Palladium One lays groundwork for massive sulphide project in Finland

Palladium One Mining's Lantinen Koillismaa (LK) project in northern Finland. Credit: Palladium One Mining.

Palladium One Mining (TSXV: PDM) has extended the Kaukua South zone anomaly at its flagship Läntinen Koillismaa (LK) PGE-nickel-copper project in north-central Finland.

“Reconnaissance drilling carried out by previous owners of the property showed mineralization to be associated with the anomaly, and we have now extended it over four kilometres into a large area of overburden that has never been drill tested before,” Derrick Weyrauch, the company’s president and CEO, said in a telephone interview. “It’s opened up a whole new area of exploration for us and we’re really excited about its potential.”

Results from a recent induced polarization (IP) survey showed a large chargeability anomaly, representing the eastern extension of the palladium-dominant Kaukua South zone. The anomaly extends to the eastern edge of the survey grid, representing the edge of the company’s permitted boundary. As a result, Palladium One has applied for a 91-sq. km permit covering the potential extension of the Kaukua South mineralization.

“At the moment, we’re holding what is known as a reservation permit that allows us to conduct exploration activities that are low impact and so does not allow us to carry out drilling,” Weyrauch said. “However, there is much work to be done on the property before drilling can proceed, including a lot of mapping, sampling and geophysics interpretations, which we will carry out over the one to two year period that we have the reservation.”
□ □ □ □
* [WORK INSTRUCTIONS]:
For each statement below, state whether it agrees with the Palladium One article by answering yes or no, and quote the article's exact words that decide it.
1. The Kaukua South zone anomaly has been extended more than four kilometers into overburden that was never drill tested.
2. The Kaukua South zone is copper-dominant.
3. The reservation permit Palladium One now holds allows the company to drill.
□ □ □ □
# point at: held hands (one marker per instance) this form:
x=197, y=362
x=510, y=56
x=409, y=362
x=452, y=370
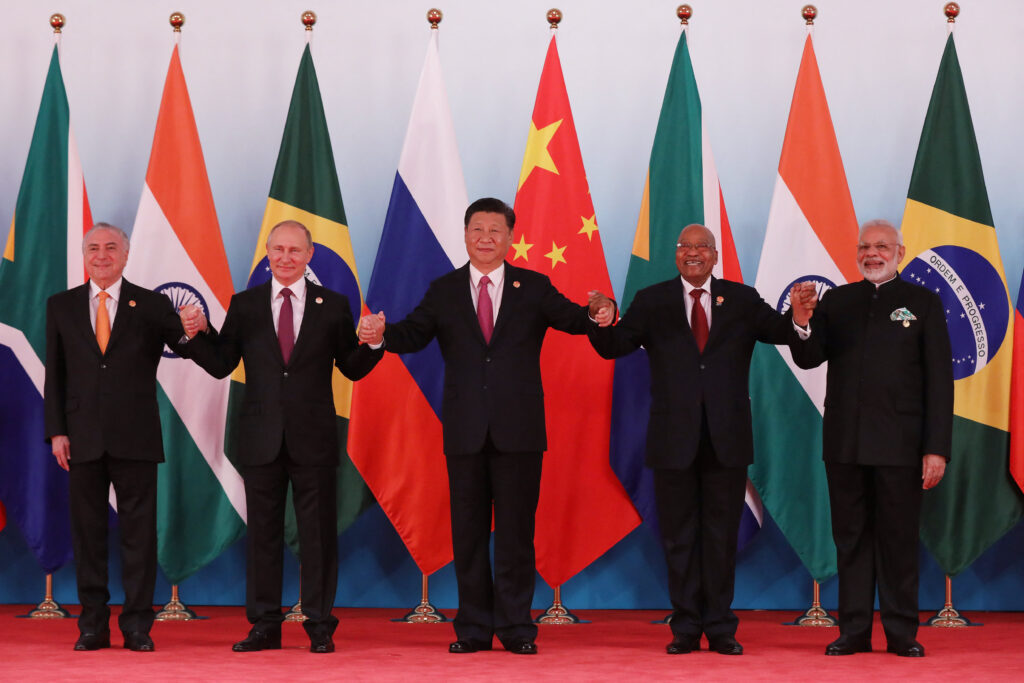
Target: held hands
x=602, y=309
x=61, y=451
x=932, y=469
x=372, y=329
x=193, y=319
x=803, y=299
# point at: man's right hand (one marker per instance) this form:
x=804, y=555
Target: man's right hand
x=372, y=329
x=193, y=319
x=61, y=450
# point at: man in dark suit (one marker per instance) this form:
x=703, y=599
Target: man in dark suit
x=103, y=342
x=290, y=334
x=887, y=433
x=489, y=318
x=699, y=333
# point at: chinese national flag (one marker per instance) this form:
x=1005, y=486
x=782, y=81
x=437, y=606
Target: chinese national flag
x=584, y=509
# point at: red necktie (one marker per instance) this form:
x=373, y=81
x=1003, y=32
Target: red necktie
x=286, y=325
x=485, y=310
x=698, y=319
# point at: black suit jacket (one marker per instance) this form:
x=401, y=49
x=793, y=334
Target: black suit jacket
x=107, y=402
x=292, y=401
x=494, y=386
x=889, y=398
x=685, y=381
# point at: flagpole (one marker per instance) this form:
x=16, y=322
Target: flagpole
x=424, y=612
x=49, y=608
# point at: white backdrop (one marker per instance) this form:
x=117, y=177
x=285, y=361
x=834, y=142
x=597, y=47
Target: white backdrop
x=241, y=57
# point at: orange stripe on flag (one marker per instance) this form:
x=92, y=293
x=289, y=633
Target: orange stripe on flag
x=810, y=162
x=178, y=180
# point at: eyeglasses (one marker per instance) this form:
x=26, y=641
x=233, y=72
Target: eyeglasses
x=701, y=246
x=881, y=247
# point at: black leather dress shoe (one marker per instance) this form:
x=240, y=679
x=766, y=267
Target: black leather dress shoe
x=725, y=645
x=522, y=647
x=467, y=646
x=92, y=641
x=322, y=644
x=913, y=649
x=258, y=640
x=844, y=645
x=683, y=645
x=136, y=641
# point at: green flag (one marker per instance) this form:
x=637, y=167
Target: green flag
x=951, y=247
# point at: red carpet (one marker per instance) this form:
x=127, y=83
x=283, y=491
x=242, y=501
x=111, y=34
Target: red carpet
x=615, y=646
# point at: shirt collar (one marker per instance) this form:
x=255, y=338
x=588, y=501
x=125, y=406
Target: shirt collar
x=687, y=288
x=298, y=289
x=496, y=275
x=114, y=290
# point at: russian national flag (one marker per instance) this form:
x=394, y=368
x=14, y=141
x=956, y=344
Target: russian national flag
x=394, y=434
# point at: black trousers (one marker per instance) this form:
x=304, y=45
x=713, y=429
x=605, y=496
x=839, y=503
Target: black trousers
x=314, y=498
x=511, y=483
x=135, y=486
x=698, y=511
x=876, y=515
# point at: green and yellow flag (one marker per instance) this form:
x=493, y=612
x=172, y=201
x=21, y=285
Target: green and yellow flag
□ □ □ □
* [OUTPUT OF THE EXERCISE]:
1. Yes: "we have now extended it over four kilometres into a large area of overburden that has never been drill tested before"
2. No: "the palladium-dominant Kaukua South zone"
3. No: "does not allow us to carry out drilling"